*** Begin section ***
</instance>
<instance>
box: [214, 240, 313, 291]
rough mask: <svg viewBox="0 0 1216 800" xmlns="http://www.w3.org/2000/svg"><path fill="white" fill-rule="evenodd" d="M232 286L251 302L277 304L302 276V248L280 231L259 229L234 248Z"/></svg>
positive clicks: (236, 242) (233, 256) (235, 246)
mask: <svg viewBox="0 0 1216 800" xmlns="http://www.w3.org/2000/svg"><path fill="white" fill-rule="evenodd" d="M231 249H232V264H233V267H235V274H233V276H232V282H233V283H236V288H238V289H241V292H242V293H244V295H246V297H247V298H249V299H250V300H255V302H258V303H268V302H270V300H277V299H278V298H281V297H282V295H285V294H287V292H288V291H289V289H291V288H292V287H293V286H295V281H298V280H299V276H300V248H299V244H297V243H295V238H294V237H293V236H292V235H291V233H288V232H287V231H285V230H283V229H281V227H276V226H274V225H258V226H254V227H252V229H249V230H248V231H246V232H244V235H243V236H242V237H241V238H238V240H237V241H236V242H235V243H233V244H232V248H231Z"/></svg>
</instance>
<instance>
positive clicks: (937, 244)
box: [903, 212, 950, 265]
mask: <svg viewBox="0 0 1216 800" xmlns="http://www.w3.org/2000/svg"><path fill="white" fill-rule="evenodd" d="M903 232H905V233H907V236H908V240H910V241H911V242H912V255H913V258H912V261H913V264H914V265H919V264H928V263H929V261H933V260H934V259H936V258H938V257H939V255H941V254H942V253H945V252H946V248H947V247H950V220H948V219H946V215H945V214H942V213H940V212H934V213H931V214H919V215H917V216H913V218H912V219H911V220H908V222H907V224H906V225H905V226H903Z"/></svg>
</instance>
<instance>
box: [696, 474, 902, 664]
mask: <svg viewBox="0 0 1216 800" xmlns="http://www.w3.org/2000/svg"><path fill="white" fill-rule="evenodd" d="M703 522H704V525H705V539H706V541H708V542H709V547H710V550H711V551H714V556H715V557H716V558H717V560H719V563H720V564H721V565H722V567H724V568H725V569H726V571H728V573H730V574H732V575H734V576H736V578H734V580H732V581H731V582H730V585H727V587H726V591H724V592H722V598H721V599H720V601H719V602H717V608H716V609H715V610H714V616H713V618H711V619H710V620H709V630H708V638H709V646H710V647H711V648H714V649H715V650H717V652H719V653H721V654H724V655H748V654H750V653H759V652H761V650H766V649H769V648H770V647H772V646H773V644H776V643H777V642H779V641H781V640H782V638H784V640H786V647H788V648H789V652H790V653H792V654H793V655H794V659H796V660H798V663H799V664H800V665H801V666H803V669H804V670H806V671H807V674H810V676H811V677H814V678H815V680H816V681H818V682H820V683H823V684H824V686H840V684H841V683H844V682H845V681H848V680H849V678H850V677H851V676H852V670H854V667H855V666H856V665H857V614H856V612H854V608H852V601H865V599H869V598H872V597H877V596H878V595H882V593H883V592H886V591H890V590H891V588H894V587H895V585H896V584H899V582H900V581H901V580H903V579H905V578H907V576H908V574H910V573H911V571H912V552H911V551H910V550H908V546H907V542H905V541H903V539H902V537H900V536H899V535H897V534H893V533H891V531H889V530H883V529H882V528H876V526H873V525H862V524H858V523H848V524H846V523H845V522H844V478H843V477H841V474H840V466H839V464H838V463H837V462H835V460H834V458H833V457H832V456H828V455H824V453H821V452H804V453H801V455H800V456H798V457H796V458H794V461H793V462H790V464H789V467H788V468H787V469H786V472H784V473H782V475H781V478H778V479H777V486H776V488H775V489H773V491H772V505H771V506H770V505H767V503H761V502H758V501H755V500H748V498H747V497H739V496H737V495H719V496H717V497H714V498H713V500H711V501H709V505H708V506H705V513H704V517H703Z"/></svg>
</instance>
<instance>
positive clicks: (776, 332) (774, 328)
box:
*** End section ***
*** Begin section ***
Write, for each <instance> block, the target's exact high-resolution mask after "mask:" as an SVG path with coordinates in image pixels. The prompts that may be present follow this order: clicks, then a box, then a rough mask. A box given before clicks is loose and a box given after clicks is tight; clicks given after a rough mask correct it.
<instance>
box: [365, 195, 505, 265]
*** End section ***
» **Task statement**
From the line with "Write, for each" to the line with "box: [365, 195, 505, 265]", what do the rows read? Copy them out word for word, both end lines included.

» **Solution for this exercise**
Write, for each <instance> block, the target's exact high-resolution mask after "mask:" as an SVG path with coordinates in image pixels. The prompts that may be present follow this order: clicks, then a box, then a rough mask. A box given before clicks is loose and a box given after clicks is tight; clicks given after a rough mask correct it.
<instance>
box: [365, 195, 505, 265]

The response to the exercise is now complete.